** Given text **

In the mixed media painting Consuela – dee Flying Yoke, Mexican-born artist Amelec Diaz offers a brilliant statement on the stubbornness of efforts to prevent any attempts to introduce, enrich and expand different cultural heritages in education and in the community.
In the background of the painting, Diaz, who recently completed an artist residency at Modern West Gallery in Salt Lake City, includes Consuela, the Spanish-speaking housekeeper from the Family Guy animated series. Immediately visible are numerous archetypes and stereotypes that also have been perpetuated by cartoons but then are juxtaposed against ancient fragments and artifacts that represent the geographic areas from where these cartoons were created.
It is an impressive synthesis of the diaspora of Latin American, Indigenous and Hispanic cultural legacies in a counterpoint against pop culture that perpetuates stereotypes. These authentic cultural legacies have become the targets of efforts such as Arizona’s HB2281, which sought to ban ethnic studies in Tucson schools but was later found unconstitutional. Only a decade later did groups once again try to ban access to such programs, which was reversed by an executive order advocating for equity and program support for underserved communities.
The Diaz painting is part of a collection of exceptional multidimensional perspectives in the exhibition Vida, muerte, justicia: Life, Death, Justice: Latin American and Latinx Art for the 21st Century, which will soon conclude at Ogden Contemporary Arts. The exhibition, which masterfully integrates works of rising and established artists from local as well as national and international locations, motivates the viewer to contemplate the enlightened potential and themes of artists of Latin American, Latino and Latinx descent as supplementing the history of the American art experience with significant impact.
The scope is breath-taking. There are works that challenge and reframe stereotypes with expressions that elicit fresh perspectives on gender identity within the intersecting contexts with class, history and sexuality. There are works about social protest and their ubiquitous presence in the present as well as the past — expanding to criminal justice reform, the Black Lives Matter movement, climate change, environmental activism, economic discrimination against women, the preservation of cultural legacies and immigration. Numerous artists appropriate classic artistic styles and components — memento mori, still-life composition, collage, portraiture and classic works of western art history — and transform them into extraordinarily detailed contemporary expressions emphasizing that historical styles should not be protected under glass. They can be rejuvenated as a means of demonstrating an artistic legacy that actually has always been present but also had been deliberately suppressed, devalued and misappropriated from its proper position of visibility and prominence in the world of visual arts culture.
In sum, the Ogden Contemporary Arts (OCA) show amplifies a major takeaway from the traveling exhibition Black Refractions: Highlights from The Studio Museum in Harlem which came to the Utah Museum of Fine Arts earlier this year. Forms, media and materials are not always being explored solely for the purposes of skill and technique. In fact, the abstract works also address the same social, political and cultural criticisms, insights and concerns that animate the inspirations behind some of the exhibition’s representational works.
The show was curated by multidisciplinary artist Jorge Rojas and María del Mar González-González, assistant professor of global modern and contemporary art history at Weber State University. There are 24 artists represented in the show, an expansive display that encompasses gallery space not only at the OCA site but also at the Mary Elizabeth Dee Shaw Gallery on the Weber State campus.

(Image point grounding data)

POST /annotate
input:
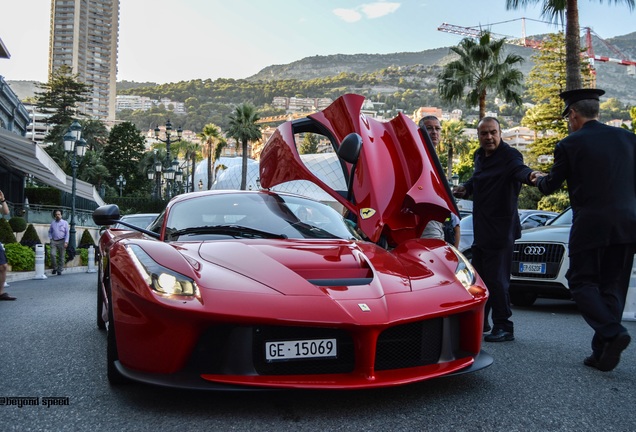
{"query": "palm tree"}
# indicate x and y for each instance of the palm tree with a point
(555, 11)
(211, 135)
(244, 129)
(480, 68)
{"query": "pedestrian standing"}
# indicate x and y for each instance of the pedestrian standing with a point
(598, 162)
(4, 210)
(437, 229)
(495, 185)
(59, 235)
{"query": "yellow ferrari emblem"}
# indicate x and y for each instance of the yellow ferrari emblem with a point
(366, 213)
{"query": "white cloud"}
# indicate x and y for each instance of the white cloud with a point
(379, 9)
(348, 15)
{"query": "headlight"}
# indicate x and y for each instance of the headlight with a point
(465, 272)
(160, 278)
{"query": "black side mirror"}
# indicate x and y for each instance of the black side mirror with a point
(349, 151)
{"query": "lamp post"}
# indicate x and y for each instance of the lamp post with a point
(75, 146)
(121, 182)
(169, 173)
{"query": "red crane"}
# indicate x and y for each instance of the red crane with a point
(531, 43)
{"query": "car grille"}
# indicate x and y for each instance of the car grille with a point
(240, 350)
(552, 256)
(409, 345)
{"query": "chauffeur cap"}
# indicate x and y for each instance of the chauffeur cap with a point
(572, 96)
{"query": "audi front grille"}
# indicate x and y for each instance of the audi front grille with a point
(549, 253)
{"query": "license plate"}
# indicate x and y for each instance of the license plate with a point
(537, 268)
(300, 349)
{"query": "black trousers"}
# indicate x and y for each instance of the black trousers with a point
(598, 280)
(493, 265)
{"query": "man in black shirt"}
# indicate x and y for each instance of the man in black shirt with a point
(495, 186)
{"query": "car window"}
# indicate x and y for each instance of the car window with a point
(564, 218)
(536, 220)
(221, 216)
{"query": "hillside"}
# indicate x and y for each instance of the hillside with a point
(612, 77)
(416, 69)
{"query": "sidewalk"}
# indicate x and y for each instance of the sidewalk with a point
(18, 276)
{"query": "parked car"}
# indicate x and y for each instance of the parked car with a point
(256, 289)
(140, 220)
(540, 261)
(528, 219)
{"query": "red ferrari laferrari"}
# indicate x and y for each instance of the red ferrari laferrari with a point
(257, 289)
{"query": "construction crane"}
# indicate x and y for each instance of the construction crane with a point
(631, 64)
(535, 44)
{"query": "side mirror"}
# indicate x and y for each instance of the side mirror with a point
(349, 151)
(350, 147)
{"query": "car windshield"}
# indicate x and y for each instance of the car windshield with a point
(254, 215)
(564, 218)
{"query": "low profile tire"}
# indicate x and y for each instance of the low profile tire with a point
(522, 298)
(101, 324)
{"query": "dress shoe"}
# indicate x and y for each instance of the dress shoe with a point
(591, 361)
(612, 350)
(499, 335)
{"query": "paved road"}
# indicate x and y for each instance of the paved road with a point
(49, 346)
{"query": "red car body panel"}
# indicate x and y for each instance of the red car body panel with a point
(379, 305)
(395, 176)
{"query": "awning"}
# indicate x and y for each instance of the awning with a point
(28, 157)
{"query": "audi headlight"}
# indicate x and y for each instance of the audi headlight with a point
(465, 272)
(160, 278)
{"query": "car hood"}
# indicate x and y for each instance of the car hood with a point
(556, 234)
(398, 186)
(298, 268)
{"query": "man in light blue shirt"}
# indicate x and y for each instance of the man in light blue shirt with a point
(59, 234)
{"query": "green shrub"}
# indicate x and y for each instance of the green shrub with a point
(30, 237)
(84, 256)
(21, 258)
(18, 224)
(557, 202)
(6, 233)
(86, 241)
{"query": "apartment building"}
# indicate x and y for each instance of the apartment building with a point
(84, 36)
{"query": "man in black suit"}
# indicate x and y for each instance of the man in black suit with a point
(495, 186)
(598, 162)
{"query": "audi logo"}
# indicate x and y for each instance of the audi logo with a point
(534, 250)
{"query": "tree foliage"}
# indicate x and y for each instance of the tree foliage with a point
(61, 96)
(212, 138)
(123, 156)
(480, 69)
(244, 129)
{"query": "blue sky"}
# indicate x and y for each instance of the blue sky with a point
(176, 40)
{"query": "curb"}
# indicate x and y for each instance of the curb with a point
(18, 276)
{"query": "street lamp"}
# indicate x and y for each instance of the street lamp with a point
(169, 173)
(121, 182)
(75, 146)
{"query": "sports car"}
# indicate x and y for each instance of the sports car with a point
(245, 290)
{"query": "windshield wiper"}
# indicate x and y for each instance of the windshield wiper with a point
(233, 230)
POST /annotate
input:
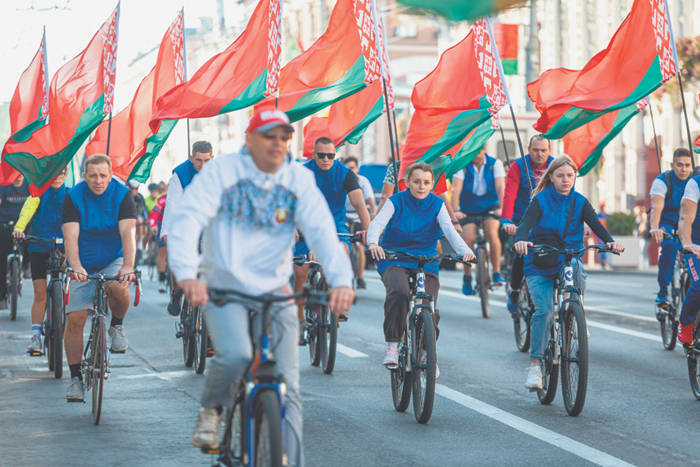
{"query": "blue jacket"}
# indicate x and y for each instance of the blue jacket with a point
(522, 201)
(47, 223)
(414, 229)
(550, 226)
(99, 242)
(471, 203)
(185, 173)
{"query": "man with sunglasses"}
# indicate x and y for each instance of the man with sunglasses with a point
(337, 182)
(249, 205)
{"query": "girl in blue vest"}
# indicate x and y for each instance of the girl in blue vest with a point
(47, 224)
(412, 220)
(544, 222)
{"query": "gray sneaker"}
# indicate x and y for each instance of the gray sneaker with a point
(75, 390)
(119, 341)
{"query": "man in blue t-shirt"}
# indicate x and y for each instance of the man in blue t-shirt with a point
(665, 207)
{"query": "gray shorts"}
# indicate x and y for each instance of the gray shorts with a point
(82, 294)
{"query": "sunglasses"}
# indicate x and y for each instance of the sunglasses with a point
(284, 136)
(323, 155)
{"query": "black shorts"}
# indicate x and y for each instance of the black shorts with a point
(470, 215)
(37, 264)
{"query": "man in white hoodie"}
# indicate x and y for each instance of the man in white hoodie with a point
(249, 205)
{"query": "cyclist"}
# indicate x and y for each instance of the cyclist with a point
(249, 205)
(12, 198)
(336, 182)
(516, 199)
(99, 223)
(47, 224)
(155, 221)
(666, 193)
(414, 220)
(183, 175)
(476, 191)
(554, 206)
(352, 217)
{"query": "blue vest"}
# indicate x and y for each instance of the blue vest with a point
(468, 201)
(185, 173)
(99, 242)
(47, 223)
(672, 207)
(414, 229)
(550, 226)
(522, 201)
(331, 182)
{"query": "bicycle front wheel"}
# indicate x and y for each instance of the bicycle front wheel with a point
(483, 273)
(268, 430)
(424, 370)
(574, 364)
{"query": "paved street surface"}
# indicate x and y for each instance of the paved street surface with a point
(639, 409)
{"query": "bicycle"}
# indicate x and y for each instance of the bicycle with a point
(253, 433)
(55, 310)
(417, 350)
(568, 337)
(95, 363)
(668, 313)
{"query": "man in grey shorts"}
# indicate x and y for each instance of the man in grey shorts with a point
(99, 223)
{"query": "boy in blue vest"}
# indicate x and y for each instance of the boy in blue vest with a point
(476, 191)
(336, 181)
(183, 174)
(666, 193)
(99, 227)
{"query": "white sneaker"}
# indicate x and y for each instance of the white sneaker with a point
(206, 431)
(534, 377)
(119, 341)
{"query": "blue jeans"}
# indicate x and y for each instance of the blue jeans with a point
(541, 290)
(667, 260)
(692, 298)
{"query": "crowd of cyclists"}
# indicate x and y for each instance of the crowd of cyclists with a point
(234, 222)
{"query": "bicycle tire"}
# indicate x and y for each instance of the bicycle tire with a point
(483, 273)
(200, 338)
(424, 378)
(521, 324)
(14, 287)
(268, 430)
(185, 329)
(574, 364)
(97, 368)
(56, 331)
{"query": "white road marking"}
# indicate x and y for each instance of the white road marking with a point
(567, 444)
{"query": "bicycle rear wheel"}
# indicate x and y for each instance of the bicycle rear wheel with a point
(268, 430)
(574, 364)
(521, 322)
(483, 273)
(200, 338)
(424, 374)
(97, 366)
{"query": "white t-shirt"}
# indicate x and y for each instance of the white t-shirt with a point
(480, 188)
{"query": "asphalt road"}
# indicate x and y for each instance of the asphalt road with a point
(639, 408)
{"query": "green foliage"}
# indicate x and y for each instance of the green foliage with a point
(621, 223)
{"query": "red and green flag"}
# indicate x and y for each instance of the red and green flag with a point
(585, 144)
(343, 61)
(132, 145)
(640, 57)
(81, 94)
(243, 74)
(29, 107)
(465, 90)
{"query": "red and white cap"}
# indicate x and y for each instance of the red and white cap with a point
(267, 119)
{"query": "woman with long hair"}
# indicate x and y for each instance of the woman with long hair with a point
(555, 207)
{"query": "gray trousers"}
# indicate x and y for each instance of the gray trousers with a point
(228, 328)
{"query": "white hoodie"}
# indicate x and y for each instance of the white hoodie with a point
(249, 217)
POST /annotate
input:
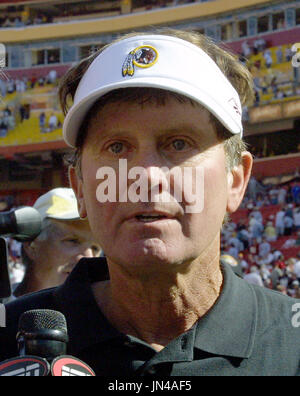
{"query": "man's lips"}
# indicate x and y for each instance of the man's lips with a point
(150, 216)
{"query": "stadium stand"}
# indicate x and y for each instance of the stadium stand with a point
(43, 39)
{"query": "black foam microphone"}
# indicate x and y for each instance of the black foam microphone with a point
(42, 342)
(43, 333)
(23, 224)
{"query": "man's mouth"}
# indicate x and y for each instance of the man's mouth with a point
(147, 218)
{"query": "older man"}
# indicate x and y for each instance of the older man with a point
(155, 118)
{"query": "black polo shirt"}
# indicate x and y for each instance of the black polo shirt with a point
(250, 330)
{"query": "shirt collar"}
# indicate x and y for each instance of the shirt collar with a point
(227, 329)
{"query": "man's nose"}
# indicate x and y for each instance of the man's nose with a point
(152, 170)
(85, 252)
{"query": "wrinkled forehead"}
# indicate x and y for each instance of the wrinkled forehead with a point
(139, 98)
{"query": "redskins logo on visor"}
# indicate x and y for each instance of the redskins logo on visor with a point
(143, 56)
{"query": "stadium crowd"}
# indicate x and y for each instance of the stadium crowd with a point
(265, 241)
(265, 246)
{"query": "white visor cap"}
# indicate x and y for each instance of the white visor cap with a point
(156, 61)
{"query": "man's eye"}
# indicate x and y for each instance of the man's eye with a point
(179, 144)
(73, 241)
(116, 147)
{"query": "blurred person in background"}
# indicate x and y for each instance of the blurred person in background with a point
(63, 241)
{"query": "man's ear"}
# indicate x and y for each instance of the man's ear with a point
(29, 249)
(238, 178)
(76, 183)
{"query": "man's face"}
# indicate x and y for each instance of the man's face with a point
(57, 252)
(151, 136)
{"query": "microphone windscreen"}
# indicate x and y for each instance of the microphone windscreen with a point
(42, 319)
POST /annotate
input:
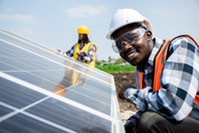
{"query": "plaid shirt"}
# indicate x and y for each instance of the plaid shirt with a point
(87, 58)
(179, 79)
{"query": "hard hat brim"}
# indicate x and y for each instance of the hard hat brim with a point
(109, 35)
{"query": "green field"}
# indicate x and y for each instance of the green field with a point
(117, 68)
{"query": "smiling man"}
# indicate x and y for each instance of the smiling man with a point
(167, 75)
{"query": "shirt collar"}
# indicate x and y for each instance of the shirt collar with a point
(157, 44)
(150, 62)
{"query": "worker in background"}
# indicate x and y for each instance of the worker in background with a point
(167, 76)
(83, 51)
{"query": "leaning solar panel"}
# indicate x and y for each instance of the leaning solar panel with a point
(44, 92)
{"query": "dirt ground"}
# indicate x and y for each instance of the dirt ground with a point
(126, 108)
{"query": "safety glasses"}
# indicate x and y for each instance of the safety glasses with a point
(129, 37)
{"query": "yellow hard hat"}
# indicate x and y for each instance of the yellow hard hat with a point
(83, 30)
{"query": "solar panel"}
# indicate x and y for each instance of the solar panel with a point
(44, 92)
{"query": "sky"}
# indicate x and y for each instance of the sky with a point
(54, 23)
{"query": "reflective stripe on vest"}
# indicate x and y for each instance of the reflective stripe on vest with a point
(160, 60)
(85, 49)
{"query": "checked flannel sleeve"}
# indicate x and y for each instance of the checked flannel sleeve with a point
(179, 80)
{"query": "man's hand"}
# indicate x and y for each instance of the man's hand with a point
(123, 90)
(79, 53)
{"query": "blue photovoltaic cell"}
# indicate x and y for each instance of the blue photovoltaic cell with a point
(44, 92)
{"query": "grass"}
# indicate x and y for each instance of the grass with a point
(113, 68)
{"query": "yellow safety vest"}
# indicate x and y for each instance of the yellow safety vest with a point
(86, 48)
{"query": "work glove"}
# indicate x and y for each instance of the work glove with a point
(123, 90)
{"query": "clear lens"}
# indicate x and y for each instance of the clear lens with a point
(129, 37)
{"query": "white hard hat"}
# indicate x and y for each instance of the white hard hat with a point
(124, 17)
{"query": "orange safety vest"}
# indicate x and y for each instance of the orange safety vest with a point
(160, 60)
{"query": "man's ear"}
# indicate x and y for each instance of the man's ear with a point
(149, 34)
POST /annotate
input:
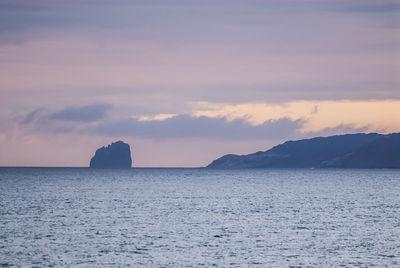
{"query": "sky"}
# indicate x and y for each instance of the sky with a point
(185, 82)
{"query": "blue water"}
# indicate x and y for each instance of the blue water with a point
(197, 217)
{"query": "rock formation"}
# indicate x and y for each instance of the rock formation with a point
(115, 155)
(341, 151)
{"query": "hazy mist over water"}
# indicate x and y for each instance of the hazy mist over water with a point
(199, 217)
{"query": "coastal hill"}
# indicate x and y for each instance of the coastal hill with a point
(341, 151)
(115, 155)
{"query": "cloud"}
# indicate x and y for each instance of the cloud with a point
(184, 126)
(32, 116)
(89, 113)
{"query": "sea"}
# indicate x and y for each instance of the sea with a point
(150, 217)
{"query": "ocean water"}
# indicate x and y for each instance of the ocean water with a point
(78, 217)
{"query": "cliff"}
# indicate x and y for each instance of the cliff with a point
(115, 155)
(341, 151)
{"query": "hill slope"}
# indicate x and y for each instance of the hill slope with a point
(344, 151)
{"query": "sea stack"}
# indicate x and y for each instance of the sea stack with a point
(115, 155)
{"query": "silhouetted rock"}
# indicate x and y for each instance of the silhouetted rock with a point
(342, 151)
(116, 155)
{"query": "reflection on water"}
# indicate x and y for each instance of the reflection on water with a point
(199, 217)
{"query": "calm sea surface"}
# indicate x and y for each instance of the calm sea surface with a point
(196, 217)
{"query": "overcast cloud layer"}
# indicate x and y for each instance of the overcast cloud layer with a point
(216, 72)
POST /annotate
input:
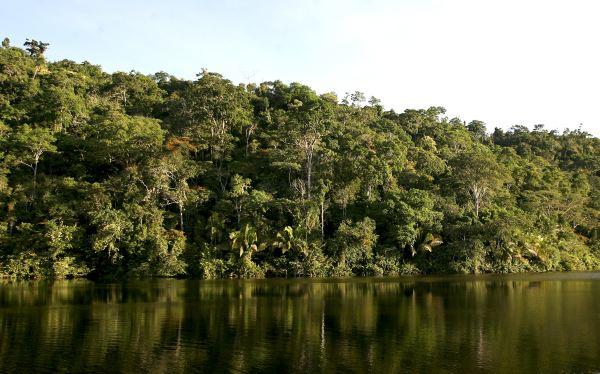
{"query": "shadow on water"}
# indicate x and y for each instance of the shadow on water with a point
(522, 323)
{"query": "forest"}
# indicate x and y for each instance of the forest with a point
(131, 175)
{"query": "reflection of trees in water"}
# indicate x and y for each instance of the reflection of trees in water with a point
(307, 325)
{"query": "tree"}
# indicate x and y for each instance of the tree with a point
(477, 172)
(31, 143)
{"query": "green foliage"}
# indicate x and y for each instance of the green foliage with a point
(117, 175)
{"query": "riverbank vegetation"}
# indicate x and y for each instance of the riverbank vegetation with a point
(125, 174)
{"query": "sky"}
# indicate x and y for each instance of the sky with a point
(505, 62)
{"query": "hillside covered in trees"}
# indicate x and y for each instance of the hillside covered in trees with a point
(125, 174)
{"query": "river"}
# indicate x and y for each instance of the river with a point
(457, 324)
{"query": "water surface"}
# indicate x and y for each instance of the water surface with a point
(522, 323)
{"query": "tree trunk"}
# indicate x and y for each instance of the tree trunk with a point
(37, 159)
(181, 217)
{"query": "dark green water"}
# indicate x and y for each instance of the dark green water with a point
(526, 323)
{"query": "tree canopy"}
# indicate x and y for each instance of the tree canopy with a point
(123, 174)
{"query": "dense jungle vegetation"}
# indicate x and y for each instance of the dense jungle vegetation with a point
(126, 174)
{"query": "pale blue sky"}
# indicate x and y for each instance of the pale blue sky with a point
(504, 62)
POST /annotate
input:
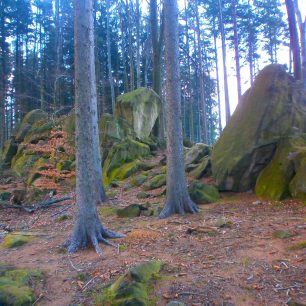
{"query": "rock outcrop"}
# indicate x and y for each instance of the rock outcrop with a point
(273, 108)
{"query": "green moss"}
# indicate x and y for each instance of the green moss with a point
(273, 181)
(127, 151)
(14, 285)
(139, 180)
(140, 108)
(132, 288)
(298, 246)
(201, 193)
(281, 234)
(106, 211)
(260, 120)
(155, 182)
(16, 239)
(130, 211)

** Brief 1 **
In the art exhibition review, reproduce word for word the passage that begins at "The Diaz painting" and ends after "with significant impact.".
** Brief 2 **
According to the art exhibition review, which classic artistic styles and components do numerous artists appropriate? List every one.
** Brief 3 **
Continue the art exhibition review from the point where it stops.

** Response 1 **
The Diaz painting is part of a collection of exceptional multidimensional perspectives in the exhibition Vida, muerte, justicia: Life, Death, Justice: Latin American and Latinx Art for the 21st Century, which will soon conclude at Ogden Contemporary Arts. The exhibition, which masterfully integrates works of rising and established artists from local as well as national and international locations, motivates the viewer to contemplate the enlightened potential and themes of artists of Latin American, Latino and Latinx descent as supplementing the history of the American art experience with significant impact.

** Response 2 **
- memento mori
- still-life composition
- collage
- portraiture
- classic works of western art history

** Response 3 **
The breadth and depth of thematic attention are commendable. For example, an excellent complement to Diaz’s painting is found in the Bad Hombre art objects by Horacio Rodriguez. Some Utah visitors might recognize the artist from the Radicalized Relics exhibition presented earlier this year at the Utah Museum of Contemporary Art. Rodriguez works with themes arising from the the simultaneous commodification, marginalization and exploitation of the people and culture along the southern borders. As noted previously at The Utah Review, he adds bits of contemporary references that literally stun the viewer into fresh consideration of the sociopolitical, commercial marketing and cultural media dynamics in play. Soda pop bottles and Lady Guadalupe candles, for example, become Molotov cocktails and guns as artifacts of resistance. Rodriguez creates a clarifying hybrid of contemporary cultural impulses and archaeological memories in his work.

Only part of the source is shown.